───── Dataset records
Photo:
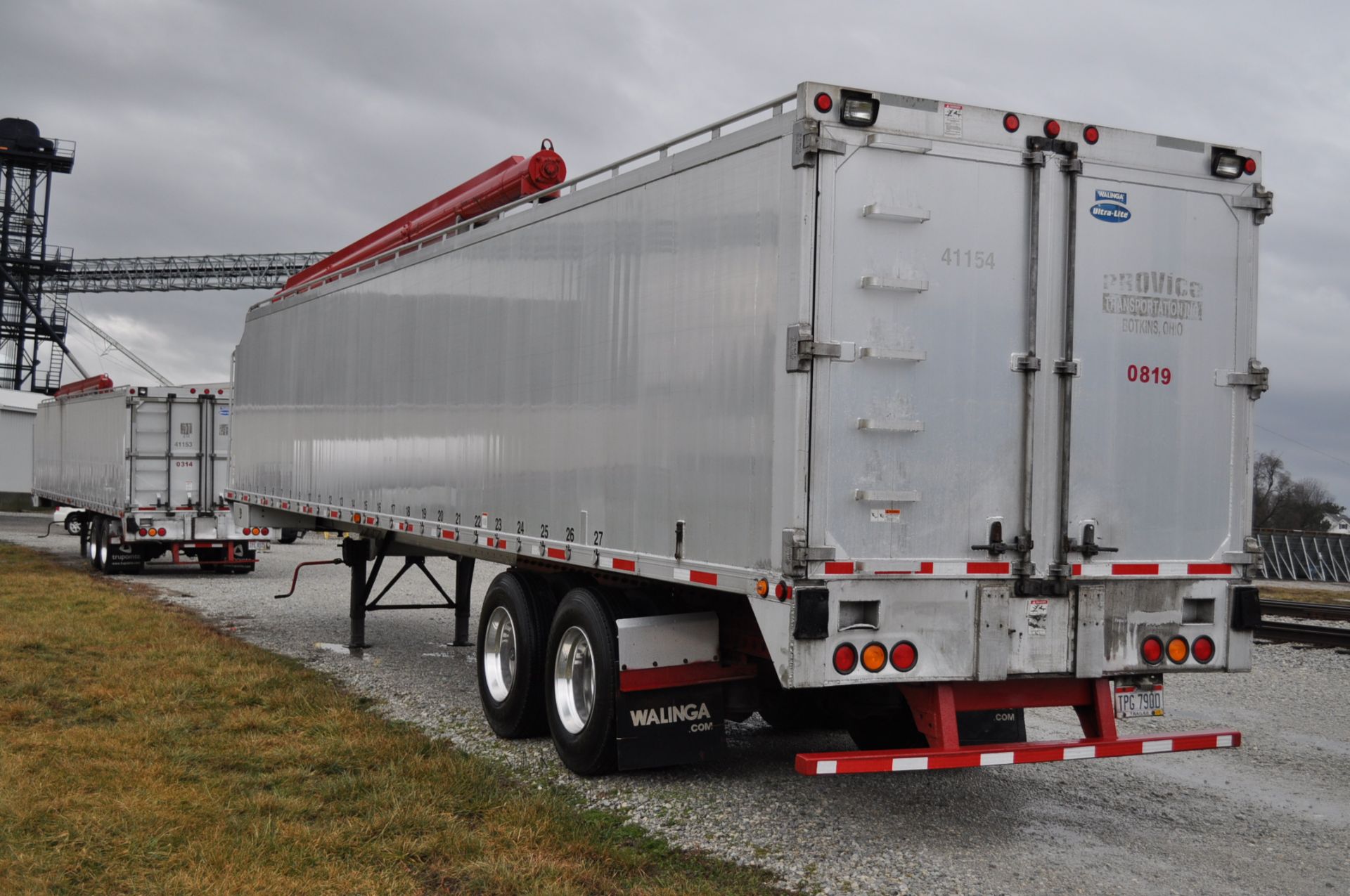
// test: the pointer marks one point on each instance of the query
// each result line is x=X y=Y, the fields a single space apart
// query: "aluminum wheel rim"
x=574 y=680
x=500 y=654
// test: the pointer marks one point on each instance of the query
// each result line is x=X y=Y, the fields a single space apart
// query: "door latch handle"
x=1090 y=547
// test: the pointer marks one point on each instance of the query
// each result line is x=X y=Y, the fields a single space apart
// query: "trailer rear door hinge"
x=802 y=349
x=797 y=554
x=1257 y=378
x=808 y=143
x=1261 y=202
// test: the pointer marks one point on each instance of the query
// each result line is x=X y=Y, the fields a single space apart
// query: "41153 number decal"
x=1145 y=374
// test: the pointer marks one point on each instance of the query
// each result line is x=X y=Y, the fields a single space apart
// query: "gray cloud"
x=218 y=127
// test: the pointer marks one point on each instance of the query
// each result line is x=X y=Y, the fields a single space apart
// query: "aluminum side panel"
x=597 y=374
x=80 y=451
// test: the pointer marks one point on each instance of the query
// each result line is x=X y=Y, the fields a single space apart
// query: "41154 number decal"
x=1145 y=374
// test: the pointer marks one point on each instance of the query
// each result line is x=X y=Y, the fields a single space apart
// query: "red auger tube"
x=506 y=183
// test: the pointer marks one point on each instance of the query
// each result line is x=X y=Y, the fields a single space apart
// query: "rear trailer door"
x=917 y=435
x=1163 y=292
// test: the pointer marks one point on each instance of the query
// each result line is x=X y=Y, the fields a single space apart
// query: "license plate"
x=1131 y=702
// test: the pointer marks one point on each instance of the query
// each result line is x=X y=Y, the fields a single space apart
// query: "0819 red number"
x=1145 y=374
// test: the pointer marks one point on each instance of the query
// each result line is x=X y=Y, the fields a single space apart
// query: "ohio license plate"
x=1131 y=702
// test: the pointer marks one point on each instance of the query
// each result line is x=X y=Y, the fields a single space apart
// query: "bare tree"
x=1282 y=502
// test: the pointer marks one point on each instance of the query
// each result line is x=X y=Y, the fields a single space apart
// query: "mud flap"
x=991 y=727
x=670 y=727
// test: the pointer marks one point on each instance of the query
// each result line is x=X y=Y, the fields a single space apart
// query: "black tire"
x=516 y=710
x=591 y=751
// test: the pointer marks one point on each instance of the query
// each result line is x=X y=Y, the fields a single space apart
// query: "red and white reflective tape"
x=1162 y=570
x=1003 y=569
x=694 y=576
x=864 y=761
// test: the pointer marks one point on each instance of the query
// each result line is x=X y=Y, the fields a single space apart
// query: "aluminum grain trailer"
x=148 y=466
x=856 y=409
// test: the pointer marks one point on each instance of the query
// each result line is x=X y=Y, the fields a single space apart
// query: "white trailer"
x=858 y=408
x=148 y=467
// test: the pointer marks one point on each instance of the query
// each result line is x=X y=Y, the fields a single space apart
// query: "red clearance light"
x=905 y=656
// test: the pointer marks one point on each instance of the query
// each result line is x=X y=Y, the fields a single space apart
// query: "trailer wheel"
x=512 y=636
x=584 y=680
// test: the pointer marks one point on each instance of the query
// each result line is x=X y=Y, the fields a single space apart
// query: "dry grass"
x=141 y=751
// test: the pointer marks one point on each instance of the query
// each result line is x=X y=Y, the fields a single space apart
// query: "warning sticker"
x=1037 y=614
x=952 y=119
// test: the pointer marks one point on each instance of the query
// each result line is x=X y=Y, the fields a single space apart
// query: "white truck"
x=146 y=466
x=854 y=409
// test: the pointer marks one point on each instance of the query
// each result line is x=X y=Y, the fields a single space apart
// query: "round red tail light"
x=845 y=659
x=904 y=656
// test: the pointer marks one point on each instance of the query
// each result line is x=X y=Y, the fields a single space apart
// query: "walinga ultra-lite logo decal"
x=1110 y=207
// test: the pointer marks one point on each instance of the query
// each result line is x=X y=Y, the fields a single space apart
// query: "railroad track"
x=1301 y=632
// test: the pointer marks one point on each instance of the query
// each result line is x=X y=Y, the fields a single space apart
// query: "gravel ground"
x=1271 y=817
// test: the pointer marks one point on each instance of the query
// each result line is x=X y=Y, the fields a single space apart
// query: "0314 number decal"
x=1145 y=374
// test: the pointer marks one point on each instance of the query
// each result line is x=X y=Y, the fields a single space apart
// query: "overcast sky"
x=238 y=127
──────────
* [What the task requires]: Every entry above, pictures excluded, needs to be duplicated exactly.

* [Your response]:
Photo:
// test: the pointer marks one point on each instance of the query
// each result line is x=X y=Y, the fields a single space apart
// query: "aluminum wheel rim"
x=574 y=680
x=500 y=654
// test: the pointer marks one point on each instance of the query
// each result line is x=X y=Y, the fields a single space apart
// query: "door latch handle"
x=1090 y=547
// test: the pointer marks one point on each instance of the query
// each result line is x=X y=Y, the fields a single space apart
// query: "trailer rear door hinge"
x=802 y=349
x=797 y=554
x=1257 y=378
x=808 y=143
x=1261 y=202
// test: the pointer marks one point on each instance of the query
// each result line is x=X y=Y, the fields a single space apart
// query: "41153 number decal"
x=1145 y=374
// test: the pointer marks one point on each instance of the query
// each result line is x=X y=Y, the fields a single space apart
// query: "gray cloud"
x=218 y=127
// test: the pointer marks one point on each instance of the query
// each result line is x=X y=Y, the fields a single space apart
// query: "aluminum side panel"
x=597 y=374
x=80 y=451
// test: the pointer marks one point on each instance of the query
// each result line is x=X y=Y, the fields a single space apart
// query: "41154 number decal"
x=1145 y=374
// test: the pointer marks one point on each instance of the query
// each result line is x=X y=Y, the fields a single space apart
// query: "red auger tube"
x=506 y=183
// test: the pointer marks one point on each instance of the query
// each result line is x=X y=Y, the fields a single space apart
// query: "rear trailer door"
x=917 y=435
x=1163 y=292
// test: the pointer marks one point on each instance of the query
// each result line is x=X y=Y, the fields a single space apart
// query: "license plate"
x=1131 y=702
// test: the pointer marks one point on each instance of the query
// each result line is x=X y=Y, the fields a single space apart
// query: "0819 red number"
x=1145 y=374
// test: the pointer marks one point on each instance of the query
// each result line is x=X y=Y, the fields a single space apart
// query: "ohio license plate"
x=1131 y=702
// test: the pointer marks one point on each instance of the query
// each result line is x=X y=Y, the fields a single space apart
// query: "bare tree"
x=1282 y=502
// test: the pointer marks one point on each instance of the query
// each result line is x=X y=Y, the fields a single space apart
// query: "mud flap"
x=991 y=727
x=670 y=727
// test: the pointer marks one point on each instance of the query
// each result line is x=X y=Y, the fields a single space apart
// query: "black tire"
x=516 y=710
x=591 y=751
// test: the pointer marks one point on each instance of the query
// each result line is x=X y=Y, the fields a single space apart
// query: "red and white reflective tape"
x=1162 y=570
x=1003 y=569
x=694 y=576
x=864 y=761
// test: the pointer marks one point on each instance of the query
// each result line is x=X y=Y, the fields a single space apart
// query: "aluminum grain trailer"
x=148 y=466
x=856 y=409
// test: the pointer marks one point on each instance of the query
// each result line is x=X y=Y, the fields a single space apart
// query: "white trailer"
x=858 y=408
x=148 y=467
// test: the pointer marks one point on each instance of the query
// each result line is x=X y=Y, the fields a single space apart
// query: "red clearance light"
x=905 y=656
// test: the pointer marks one point on each instance of the query
// each result line is x=X y=Y, the fields a single space apart
// query: "trailer wheel"
x=512 y=636
x=584 y=680
// test: the pointer marks one point on each instance of the query
// each result line is x=X y=Y, the fields a single space apart
// query: "dry grass"
x=141 y=751
// test: the pointer marks one point on each instance of the query
// each result line is x=X y=Y, the fields a single space apart
// query: "warning sticker"
x=1037 y=614
x=952 y=119
// test: the pointer marks one point on each instance of the query
// each result line is x=X y=Y, the fields a single space apart
// query: "white truck"
x=146 y=466
x=854 y=409
// test: the pointer marks one point on each instance of the query
// each result line is x=X y=Y, the fields a single space apart
// query: "round red tail light"
x=845 y=659
x=904 y=656
// test: the pointer marks one point on each instance of the query
// each result line is x=X y=Y, the fields a single space apart
// query: "walinga ultra-lite logo decal"
x=1110 y=207
// test: the pointer marks one point on each instance of the query
// each result line is x=X y=Y, the fields a single space apart
// query: "railroad track"
x=1301 y=632
// test: the pointer marks one point on each instance of the query
// each result line is x=X y=Y, the fields a single space apart
// query: "gravel ground"
x=1271 y=817
// test: the pointer marks one point on each instance of the query
// each result line is x=X y=Y, the fields a single space apart
// query: "0314 number decal"
x=1145 y=374
// test: the pointer marks one point on each instance of the query
// each result line is x=X y=Y, the fields a single space apart
// query: "overcast sky"
x=238 y=127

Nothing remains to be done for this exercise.